### Text under study
Associate Professor
Trained as a landscape architect and building architect, Catherine’s research examines the materiality and performance of waste landscapes through exploratory methods in design research and practice. Her work has ranged in scale from large bio-cultural and sacred indigenous landscapes, to site design and architectural work, to furniture design and materials research.
Since 2014, she has developed her design research, landscape lifecycles, which broadly focuses on topics related to the material, spatial, and socio-cultural impacts, challenges, and opportunities of waste. Her framework applies a material lifecycles lens to the inventory, analysis, and design of waste landscapes as integrative and holistic systems in order to address issues of equity and justice in relationship to waste. This approach broadens typical definitions of inputs and outputs in lifecycle assessments to emphasize waste relations: the human, more-than-human, and perceptual and spatial dimensions of waste. Through landscape lifecycles, she investigates these relations by illuminating the performance, visibility, citizenships, emotions, attitudes, and injustices of waste materials and landscapes leftover from socio-economic, urban, and industrial processes. In a recent book chapter “Unearthing Citizenships in Waste Landscapes” in Landscape Citizenships, she explores waste relations through five case studies of toxic and non-toxic waste landscapes. Through these case studies she defines voluntary and involuntary citizenships as being forged through passive and active participation in the webs of waste material flows, the places they inevitably collect in, and the communities that are forced to contend with their territorial dispersal and storage.

### About this exercise
What does the faculty profile say from "Associate Professor" up to and including "and materials research."? Repeat that part word for word. The entries that follow are from a separate source.

### Extracted entries
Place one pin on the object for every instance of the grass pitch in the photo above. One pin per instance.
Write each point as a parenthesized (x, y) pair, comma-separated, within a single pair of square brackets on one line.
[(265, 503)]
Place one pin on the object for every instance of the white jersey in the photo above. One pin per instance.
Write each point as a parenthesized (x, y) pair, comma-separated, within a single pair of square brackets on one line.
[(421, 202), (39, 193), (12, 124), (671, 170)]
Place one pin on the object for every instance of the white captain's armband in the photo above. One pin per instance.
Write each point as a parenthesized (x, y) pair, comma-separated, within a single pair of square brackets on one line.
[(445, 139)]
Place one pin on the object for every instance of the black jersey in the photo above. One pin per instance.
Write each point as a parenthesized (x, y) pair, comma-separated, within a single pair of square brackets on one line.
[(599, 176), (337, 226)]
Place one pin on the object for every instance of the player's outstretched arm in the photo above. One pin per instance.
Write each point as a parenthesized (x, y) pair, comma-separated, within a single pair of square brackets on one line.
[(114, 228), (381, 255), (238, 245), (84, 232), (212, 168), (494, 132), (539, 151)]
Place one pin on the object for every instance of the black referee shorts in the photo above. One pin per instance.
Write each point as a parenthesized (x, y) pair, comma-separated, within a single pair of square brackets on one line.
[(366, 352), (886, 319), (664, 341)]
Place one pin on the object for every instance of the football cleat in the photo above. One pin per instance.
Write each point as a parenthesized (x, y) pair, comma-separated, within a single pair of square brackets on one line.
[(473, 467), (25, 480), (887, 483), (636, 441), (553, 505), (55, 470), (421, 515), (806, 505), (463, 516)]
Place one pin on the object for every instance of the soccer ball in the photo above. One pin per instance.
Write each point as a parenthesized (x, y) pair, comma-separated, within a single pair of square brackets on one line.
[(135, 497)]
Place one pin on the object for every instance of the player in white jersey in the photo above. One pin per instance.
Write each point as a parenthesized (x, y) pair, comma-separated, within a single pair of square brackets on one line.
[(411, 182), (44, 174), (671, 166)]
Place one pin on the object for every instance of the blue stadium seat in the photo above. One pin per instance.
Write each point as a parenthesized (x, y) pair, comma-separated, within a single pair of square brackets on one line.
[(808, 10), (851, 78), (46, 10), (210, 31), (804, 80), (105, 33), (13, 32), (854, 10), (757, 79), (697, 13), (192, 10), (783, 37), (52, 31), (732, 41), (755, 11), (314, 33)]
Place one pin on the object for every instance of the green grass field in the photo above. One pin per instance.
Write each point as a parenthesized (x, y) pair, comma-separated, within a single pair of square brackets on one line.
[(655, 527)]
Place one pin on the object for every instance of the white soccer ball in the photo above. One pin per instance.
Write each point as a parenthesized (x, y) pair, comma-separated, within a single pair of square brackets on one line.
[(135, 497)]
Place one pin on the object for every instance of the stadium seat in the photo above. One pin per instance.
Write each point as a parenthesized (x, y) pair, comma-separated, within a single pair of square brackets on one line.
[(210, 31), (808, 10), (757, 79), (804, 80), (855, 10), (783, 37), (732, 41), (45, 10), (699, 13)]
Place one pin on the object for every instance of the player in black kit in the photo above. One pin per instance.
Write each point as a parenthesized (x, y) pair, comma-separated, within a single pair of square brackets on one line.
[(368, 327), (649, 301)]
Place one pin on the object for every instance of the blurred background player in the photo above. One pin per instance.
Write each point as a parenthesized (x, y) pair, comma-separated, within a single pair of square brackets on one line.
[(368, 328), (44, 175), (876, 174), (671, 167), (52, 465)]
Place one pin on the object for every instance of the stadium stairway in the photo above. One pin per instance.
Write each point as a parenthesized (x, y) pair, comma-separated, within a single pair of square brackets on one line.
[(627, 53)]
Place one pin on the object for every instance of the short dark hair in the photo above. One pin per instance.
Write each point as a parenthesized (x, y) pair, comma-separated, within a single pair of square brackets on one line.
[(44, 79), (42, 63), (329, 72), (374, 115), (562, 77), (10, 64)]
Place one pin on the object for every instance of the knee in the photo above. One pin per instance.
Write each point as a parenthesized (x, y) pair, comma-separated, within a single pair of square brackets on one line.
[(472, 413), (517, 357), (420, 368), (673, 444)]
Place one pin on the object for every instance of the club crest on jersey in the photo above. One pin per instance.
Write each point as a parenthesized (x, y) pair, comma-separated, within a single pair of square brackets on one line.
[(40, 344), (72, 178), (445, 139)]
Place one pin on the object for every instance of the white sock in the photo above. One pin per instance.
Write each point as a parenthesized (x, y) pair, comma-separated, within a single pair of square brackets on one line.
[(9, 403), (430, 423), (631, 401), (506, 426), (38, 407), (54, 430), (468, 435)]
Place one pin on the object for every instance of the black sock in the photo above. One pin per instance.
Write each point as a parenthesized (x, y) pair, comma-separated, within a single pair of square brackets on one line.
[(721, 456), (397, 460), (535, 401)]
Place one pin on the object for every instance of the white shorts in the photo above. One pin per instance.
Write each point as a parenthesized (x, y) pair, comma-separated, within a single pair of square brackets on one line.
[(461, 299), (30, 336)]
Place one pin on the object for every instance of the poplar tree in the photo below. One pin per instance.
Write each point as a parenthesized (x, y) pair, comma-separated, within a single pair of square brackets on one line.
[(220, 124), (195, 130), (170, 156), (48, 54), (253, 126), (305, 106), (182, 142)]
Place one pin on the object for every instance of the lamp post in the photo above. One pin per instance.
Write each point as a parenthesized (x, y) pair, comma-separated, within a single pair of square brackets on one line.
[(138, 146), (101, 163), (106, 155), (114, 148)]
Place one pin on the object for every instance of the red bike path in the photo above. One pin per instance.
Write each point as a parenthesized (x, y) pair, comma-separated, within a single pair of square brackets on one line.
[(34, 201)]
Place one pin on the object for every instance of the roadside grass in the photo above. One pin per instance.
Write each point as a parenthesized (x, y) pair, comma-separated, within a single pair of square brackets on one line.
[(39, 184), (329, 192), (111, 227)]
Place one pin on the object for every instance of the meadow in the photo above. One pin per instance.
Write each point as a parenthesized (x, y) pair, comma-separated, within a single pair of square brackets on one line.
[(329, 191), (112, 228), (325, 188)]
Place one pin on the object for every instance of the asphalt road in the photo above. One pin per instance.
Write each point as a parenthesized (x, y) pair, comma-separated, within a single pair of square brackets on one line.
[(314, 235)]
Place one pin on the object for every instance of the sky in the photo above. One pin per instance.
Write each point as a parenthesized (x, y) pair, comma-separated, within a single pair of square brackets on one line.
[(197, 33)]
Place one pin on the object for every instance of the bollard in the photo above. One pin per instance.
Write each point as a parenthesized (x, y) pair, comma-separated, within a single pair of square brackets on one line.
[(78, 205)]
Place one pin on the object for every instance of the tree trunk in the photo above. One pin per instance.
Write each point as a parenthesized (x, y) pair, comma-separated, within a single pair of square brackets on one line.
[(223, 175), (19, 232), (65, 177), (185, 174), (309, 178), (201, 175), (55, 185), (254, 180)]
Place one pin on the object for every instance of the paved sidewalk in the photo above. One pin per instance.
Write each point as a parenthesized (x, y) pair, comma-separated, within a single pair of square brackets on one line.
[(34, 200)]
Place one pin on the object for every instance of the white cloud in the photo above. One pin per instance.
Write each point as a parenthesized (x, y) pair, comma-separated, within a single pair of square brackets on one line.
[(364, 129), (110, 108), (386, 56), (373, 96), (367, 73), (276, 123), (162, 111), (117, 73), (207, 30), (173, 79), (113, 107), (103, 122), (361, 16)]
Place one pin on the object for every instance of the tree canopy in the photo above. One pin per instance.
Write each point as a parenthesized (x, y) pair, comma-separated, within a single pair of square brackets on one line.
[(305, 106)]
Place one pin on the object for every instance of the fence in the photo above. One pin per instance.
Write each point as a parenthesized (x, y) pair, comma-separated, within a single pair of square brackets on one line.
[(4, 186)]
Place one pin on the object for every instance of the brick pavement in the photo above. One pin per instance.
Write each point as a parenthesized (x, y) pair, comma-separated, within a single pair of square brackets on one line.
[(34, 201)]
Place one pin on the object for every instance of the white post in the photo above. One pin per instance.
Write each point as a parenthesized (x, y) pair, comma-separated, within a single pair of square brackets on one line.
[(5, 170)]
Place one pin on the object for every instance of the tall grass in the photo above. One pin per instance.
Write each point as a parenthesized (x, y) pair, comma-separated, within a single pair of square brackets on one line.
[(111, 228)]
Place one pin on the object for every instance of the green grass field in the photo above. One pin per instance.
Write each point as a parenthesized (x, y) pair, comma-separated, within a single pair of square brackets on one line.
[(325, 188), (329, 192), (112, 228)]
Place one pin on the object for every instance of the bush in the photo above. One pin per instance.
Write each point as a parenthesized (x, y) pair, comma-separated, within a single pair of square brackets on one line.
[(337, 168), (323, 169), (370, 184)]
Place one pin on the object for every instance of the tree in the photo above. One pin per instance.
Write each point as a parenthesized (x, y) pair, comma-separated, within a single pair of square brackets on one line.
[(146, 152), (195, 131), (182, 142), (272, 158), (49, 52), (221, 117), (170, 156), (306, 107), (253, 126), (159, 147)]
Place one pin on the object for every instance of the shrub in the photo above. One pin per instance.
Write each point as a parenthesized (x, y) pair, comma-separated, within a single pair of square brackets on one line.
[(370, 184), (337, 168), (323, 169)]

...

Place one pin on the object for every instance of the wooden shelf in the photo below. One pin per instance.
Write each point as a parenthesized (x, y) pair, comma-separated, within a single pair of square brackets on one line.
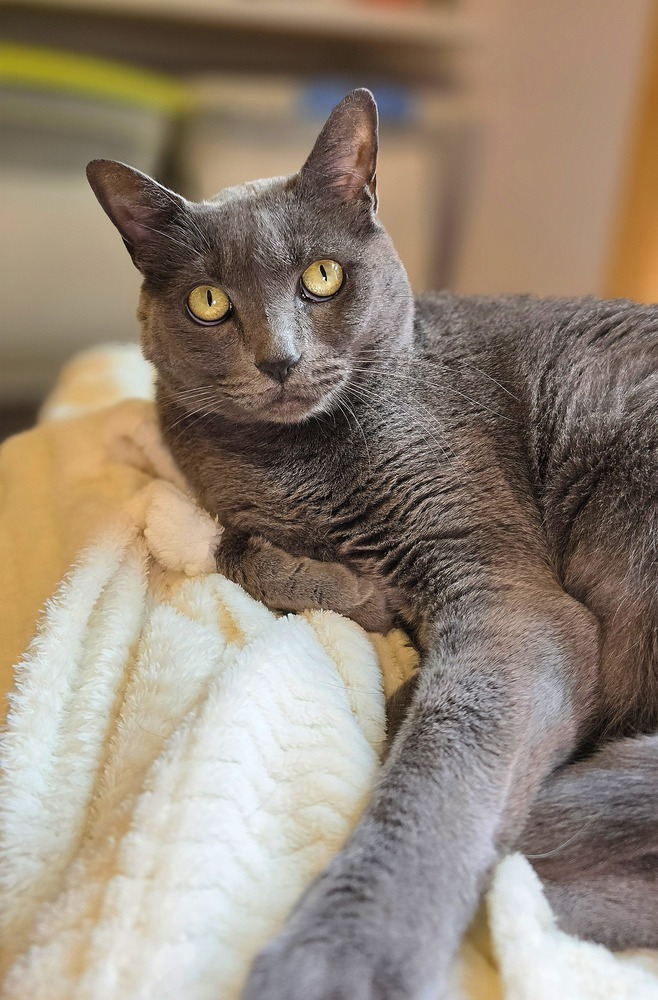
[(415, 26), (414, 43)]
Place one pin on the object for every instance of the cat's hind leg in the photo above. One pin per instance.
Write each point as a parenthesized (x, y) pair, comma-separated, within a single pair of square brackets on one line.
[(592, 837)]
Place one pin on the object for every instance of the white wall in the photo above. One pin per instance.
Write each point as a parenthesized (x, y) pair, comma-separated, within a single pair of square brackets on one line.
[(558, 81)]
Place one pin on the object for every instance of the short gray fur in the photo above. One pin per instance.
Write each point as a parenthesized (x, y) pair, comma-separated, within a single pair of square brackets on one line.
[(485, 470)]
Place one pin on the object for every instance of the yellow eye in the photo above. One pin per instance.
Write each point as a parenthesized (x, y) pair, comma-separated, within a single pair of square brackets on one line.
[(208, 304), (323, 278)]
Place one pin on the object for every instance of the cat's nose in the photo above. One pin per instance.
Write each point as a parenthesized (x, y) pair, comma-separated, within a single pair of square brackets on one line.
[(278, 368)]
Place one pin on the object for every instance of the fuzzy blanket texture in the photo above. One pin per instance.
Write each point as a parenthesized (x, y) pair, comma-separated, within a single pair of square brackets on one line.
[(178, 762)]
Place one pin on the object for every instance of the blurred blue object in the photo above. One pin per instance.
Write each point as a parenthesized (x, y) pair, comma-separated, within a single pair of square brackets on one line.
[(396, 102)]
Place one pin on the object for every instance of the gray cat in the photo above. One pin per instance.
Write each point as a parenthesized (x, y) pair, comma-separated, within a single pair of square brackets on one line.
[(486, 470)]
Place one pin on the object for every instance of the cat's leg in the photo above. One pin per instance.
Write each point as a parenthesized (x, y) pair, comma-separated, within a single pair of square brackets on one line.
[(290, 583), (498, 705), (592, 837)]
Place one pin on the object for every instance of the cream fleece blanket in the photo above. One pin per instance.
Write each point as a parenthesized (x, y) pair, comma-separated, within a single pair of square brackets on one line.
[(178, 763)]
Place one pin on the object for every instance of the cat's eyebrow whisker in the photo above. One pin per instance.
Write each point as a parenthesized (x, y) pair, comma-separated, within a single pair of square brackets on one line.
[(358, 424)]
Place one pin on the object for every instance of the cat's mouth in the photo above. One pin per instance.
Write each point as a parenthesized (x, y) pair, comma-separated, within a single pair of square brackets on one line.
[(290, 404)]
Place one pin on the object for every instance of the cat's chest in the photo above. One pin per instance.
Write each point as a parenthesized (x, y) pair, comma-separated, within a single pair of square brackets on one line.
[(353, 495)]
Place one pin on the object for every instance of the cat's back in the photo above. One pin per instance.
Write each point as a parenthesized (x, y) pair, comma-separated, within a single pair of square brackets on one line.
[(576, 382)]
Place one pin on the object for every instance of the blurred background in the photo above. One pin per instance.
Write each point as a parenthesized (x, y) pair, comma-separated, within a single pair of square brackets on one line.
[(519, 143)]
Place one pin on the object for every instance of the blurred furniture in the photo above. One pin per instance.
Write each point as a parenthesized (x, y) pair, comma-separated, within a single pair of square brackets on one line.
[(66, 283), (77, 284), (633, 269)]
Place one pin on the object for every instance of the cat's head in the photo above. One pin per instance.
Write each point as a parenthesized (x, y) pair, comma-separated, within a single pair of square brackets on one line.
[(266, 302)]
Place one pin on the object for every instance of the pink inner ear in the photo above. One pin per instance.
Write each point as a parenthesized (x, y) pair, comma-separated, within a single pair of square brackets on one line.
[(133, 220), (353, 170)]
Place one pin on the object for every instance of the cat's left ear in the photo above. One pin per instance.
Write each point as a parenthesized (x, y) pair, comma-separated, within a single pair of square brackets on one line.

### Solution to this task
Associate Professor
Trained as a landscape architect and building architect, Catherine’s research examines the materiality and performance of waste landscapes through exploratory methods in design research and practice. Her work has ranged in scale from large bio-cultural and sacred indigenous landscapes, to site design and architectural work, to furniture design and materials research.